- [Text extract]
┌──
Product: The HFNRR Test Record HFN 001
Where to buy: E-mail moth.group@cwcom.net

[The HFNRR test disc]

This no ordinary record review. Here we are not concerned with music, but with a record specifically designed to help you set up your cartridge/arm so that when you do come to play music you will get the best out of them.

This is a fairly new recording (1996) made for Hi-Fi News in conjunction with Len Gregory - "The Cartridge Man" of modified AKG and Grado fame. It contains no music, just a series of squeaks and beeps and hums designed to confirm you as a real hi-fi addict...

I'll go through the various tracks to show the scope of the disc:

First is a simple left/right channel test. A voice from one speaker, then the other. Blindingly simple and a sure test for when you've been fiddling and are not sure which side the first violins should come from. The voice itself is a good test of reproduction - we are all used to the human speaking voice so faults are easily spotted

Second - Phasing. Here a voice is recorded in and out of phase, allowing you to spot instantly if you've got speakers/cartridge or interconnect leads wrong. Takes seconds and saves minutes especially if you've been fiddling with the crossover and have a nagging doubt... (We've all done it...)

Next a -20dB Pink noise left and right to see if the tone of both channels is the same. It's quite likely to be different if your room is asymmetrical like mine, but at least you can see the extent. The following two tracks do the same for left and right separately.

Now the most useful tracks of all...
The last four tracks on side one are 300 Hz tones played at +12, +14 +16 and +18 dB. These look horrendous with huge groove excursions. As the level increases your cartridge will mistrack, heard as a buzzing/crackling. The beauty of this test is that one channel will mistrack first. This is because the stylus will be pressed harder against one wall of the groove than the other, the one in less intimate contact will let go first.
By adjusting the anti-skate of the arm the stylus can be brought into equal contact with both sides of the groove. At this point the mistracking will disappear or be equal on both channels.
I've yet to find a cartridge that will track all the grooves perfectly so this simple test allows you to set the perfect anti-skate setting for your arm. It'll show you how vague the normal method of setting the same anti-skate as downforce is :-)
It also allows you to fine-tune the downforce. One way of reducing mistracking is to increase downforce but this will only help up to a point and the downside is that the coils/magnets of the cartridge will be forced out of perfect alignment and so effect the performance.
The range of playing weights specified by a manufacturer are generally those where the innards are perfectly aligned, by using the test record you can judge when increasing the tracking force ceases to reduce mistracking. Inevitably this setting involves compromise but at least now you can make an informed choice.
└──
- [Exercises]
A – According to the test record review, why does one channel start mistracking before the other on the high-level tones? Answer in one to three sentences.
B – Answer these questions from the test record review:
(i) In what year was the disc recorded?
(ii) What frequency are the tones on the last four tracks of side one?
(iii) At what level is the pink noise track played?
C – Write the next part of the test record review, picking up after its last sentence.
None of the rows have any connection to the test record review.

- [Data]
┌──
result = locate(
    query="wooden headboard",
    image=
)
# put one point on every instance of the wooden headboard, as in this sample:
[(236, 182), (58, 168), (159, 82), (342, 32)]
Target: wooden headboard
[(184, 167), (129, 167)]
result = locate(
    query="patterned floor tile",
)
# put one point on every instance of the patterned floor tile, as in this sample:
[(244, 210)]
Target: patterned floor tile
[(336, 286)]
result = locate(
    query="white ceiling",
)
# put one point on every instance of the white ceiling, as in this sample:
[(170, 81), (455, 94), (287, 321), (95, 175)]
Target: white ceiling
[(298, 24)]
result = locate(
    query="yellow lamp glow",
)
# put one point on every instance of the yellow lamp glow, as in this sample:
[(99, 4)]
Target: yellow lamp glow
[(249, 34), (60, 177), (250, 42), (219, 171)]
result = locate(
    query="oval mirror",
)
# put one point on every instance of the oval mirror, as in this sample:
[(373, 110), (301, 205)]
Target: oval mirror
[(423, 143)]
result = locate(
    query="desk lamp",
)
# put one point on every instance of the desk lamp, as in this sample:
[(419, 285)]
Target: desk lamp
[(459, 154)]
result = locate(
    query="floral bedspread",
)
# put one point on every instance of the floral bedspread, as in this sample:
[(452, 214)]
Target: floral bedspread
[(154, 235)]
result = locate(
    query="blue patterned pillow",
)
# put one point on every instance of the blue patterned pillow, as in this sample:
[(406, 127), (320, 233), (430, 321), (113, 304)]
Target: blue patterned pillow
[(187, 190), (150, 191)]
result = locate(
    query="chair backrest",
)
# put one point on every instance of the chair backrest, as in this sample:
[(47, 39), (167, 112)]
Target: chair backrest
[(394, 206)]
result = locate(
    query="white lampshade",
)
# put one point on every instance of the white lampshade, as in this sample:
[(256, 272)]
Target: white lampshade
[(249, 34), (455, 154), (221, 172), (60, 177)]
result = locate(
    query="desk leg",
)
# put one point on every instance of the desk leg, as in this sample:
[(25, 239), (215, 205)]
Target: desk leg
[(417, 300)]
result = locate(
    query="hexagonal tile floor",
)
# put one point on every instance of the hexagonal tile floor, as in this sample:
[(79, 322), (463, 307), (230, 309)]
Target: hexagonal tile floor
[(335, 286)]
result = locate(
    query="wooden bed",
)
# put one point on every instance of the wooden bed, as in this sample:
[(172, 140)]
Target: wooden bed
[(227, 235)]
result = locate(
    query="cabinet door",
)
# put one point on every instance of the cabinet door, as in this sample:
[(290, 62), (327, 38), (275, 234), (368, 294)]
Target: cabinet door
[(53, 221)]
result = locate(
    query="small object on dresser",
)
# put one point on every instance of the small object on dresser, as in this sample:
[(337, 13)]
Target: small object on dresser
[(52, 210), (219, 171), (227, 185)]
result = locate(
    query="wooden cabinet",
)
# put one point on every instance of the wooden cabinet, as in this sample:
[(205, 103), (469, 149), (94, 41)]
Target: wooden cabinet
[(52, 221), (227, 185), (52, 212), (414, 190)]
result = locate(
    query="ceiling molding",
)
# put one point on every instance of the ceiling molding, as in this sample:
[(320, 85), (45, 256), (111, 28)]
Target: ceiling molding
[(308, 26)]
└──
- [Exercise answers]
A – The stylus is pressed harder against one wall of the groove than the other. The wall in less intimate contact lets go first, so that channel mistracks first.

B –
(i) 1996
(ii) 300 Hz
(iii) -20dB

C –
A word of warning. These tones only test how well a cartridge tracks a 300 Hz test tone - not music! As a measure of relative tracking ability of various cartridges they are a guide only and the tracks on Killer records are a better bet...

Side two begins with another 300 Hz test tone and this is repeated in the middle and end of side two to check consistency of tracking. The result is that minor changes in cartridge alignment will make all three playable with equal fidelity.

Track two and three are sweeps from 25-5 Hz along with a 1 kHz tone. Track two is in phase so gives a horizontal movemant at the stylus, track three is out of phase so the movement is vertical. It sounds complicated but what happens is this... You'll hear a tone and a voice counting down the frequency. At some point the tone will "warble" and the cartridge wobble visibly. This is the resonance frequency of the arm/cartridge.
If the resonance is too low - say 6 Hz as with a very compliant cartridge and a high mass arm the result is a cartridge very sensitive to footfalls and a sod to cue. On the other hand if the resonance is to high - say 20 Hz as with a low compliance MC cartridge and an ultra low mass arm the resonance will be audible and will colour the sound. Though this test does tend to spot when you've bought the wrong equipment it can also show the effects of changes in damping.

Last but one is a cartridge azimuth test. Here a 300 Hz tone is played out of phase. If the Azimuth is correct the sound level will be the same from both speakers but they should cancel if the amp is switched to Mono.

Last is an unmodulated groove i.e. silent. This is a cracker for seeing the effects of different plinths on rumble, supports on feedback etc.

So nothing very interesting to listen to, but an essential part of any record collection. I'd go as far as to say that this disc is as useful as an alignment gauge or a stylus pressure gauge and we know that no vinyl nut would be without either of those. For the cost of a full price CD it would be foolish to let the sound of your expensive turntable be well below par...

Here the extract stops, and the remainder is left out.